> _What to produce_:
Begin at the line that holds "Where can you spot the white wall?" and retype every line through the end of the material, both included. Leave out the pictures.

-- START OF Stored rows --

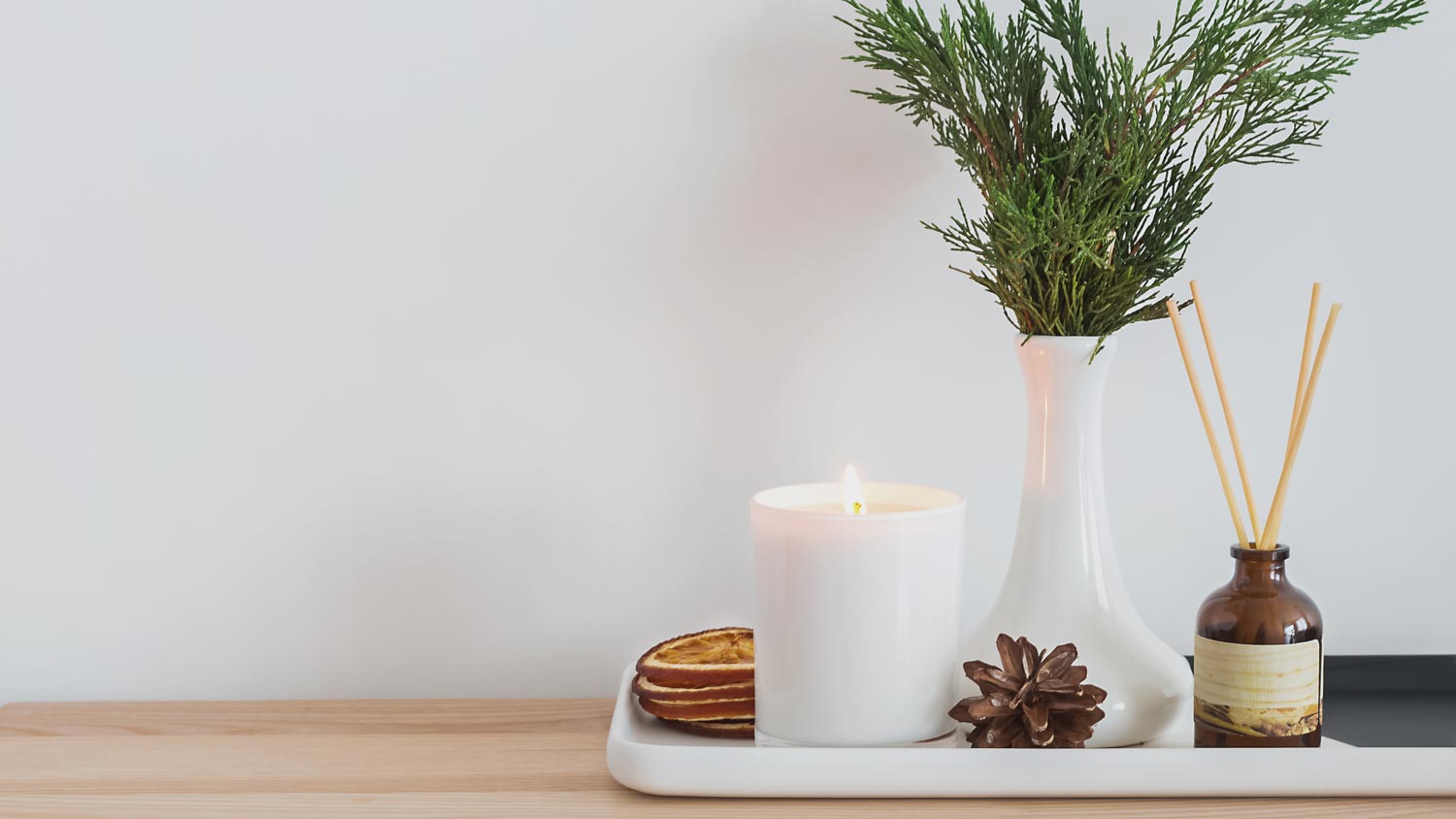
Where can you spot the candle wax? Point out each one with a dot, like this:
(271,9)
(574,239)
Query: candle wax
(870,508)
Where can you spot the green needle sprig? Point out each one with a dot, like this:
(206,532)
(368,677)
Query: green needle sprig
(1094,166)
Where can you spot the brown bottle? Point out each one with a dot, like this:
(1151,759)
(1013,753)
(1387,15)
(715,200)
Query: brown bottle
(1258,659)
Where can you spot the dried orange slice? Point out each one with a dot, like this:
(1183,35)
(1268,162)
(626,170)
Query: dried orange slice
(733,729)
(716,656)
(699,711)
(644,687)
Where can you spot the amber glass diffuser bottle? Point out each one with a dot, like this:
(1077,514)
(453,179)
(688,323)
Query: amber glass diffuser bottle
(1258,659)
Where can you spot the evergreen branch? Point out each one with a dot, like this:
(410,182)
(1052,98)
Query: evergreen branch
(1095,168)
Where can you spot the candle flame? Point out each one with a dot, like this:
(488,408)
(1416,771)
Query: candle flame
(853,495)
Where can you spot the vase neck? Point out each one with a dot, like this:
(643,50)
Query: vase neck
(1065,386)
(1063,504)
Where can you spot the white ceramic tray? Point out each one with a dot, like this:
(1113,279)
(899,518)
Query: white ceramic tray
(648,757)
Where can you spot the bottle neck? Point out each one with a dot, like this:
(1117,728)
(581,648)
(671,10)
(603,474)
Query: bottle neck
(1257,571)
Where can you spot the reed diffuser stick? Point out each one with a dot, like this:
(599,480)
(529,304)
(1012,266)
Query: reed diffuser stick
(1208,423)
(1228,410)
(1304,363)
(1277,507)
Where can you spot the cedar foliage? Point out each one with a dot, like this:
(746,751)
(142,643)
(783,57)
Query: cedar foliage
(1095,166)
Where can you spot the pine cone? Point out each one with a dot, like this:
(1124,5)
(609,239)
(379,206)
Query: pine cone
(1034,700)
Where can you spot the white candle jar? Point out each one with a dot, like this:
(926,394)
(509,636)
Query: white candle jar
(858,614)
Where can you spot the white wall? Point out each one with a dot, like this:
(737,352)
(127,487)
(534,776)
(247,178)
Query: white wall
(433,349)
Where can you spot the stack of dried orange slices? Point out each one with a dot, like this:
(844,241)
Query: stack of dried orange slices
(701,682)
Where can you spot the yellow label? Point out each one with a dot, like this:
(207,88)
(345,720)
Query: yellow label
(1257,690)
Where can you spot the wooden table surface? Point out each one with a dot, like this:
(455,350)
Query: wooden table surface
(428,758)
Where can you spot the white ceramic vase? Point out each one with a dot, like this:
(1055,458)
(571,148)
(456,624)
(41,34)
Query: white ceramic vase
(1063,583)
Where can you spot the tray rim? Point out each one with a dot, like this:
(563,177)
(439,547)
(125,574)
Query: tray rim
(736,769)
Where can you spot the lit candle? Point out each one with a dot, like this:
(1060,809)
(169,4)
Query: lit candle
(858,612)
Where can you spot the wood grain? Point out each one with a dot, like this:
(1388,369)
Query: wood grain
(430,758)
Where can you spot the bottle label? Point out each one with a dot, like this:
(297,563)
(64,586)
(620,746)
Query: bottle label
(1257,690)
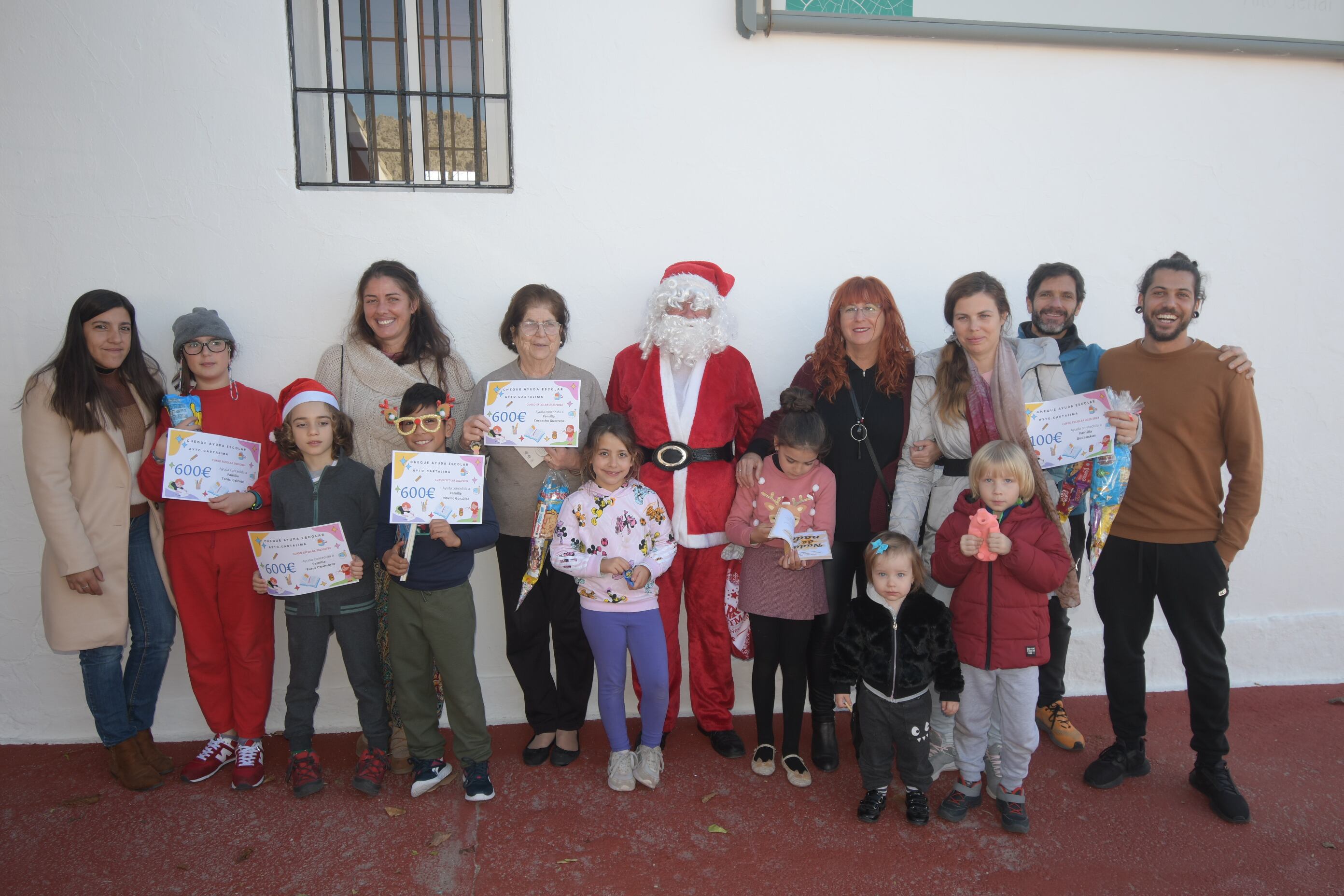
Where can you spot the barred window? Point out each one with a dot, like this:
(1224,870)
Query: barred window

-- END OF Stored rows --

> _Finished task_:
Where can you spot the white wall? Point out each one with a dot, like this:
(737,352)
(127,487)
(534,776)
(247,178)
Query: white wall
(433,349)
Where can you spot the stack of dried orange slices? Point out each one with a dot, like this:
(844,241)
Query: stack of dried orange slices
(701,682)
Where can you spot the yellow label? Point out each one with a dot, like this:
(207,88)
(345,720)
Query: yellow label
(1257,690)
Where can you spot the wooden table surface? Point out each one with a dot, like this:
(455,350)
Query: wooden table surface
(428,758)
Where can you spot the white ceramic vase? Point out each one with a dot, like this:
(1055,458)
(571,148)
(456,624)
(41,34)
Query: white ceramic vase
(1063,583)
Where can you spot the tray rim? Point out each one with a dot, like this:
(563,177)
(439,547)
(125,574)
Query: tray rim
(736,769)
Where can you spot the lit candle? Point out each one with a dot, like this:
(1060,809)
(169,4)
Query: lit candle
(858,612)
Where can you spot the wood grain? Point out each one with a dot, like this:
(1388,369)
Query: wood grain
(430,758)
Where can you spot the bottle label? Point out each one with a dot, like this:
(297,563)
(64,586)
(620,746)
Query: bottle label
(1257,690)
Where can you spot the barred window? Point out each one with a dot, like this:
(1224,870)
Query: barred window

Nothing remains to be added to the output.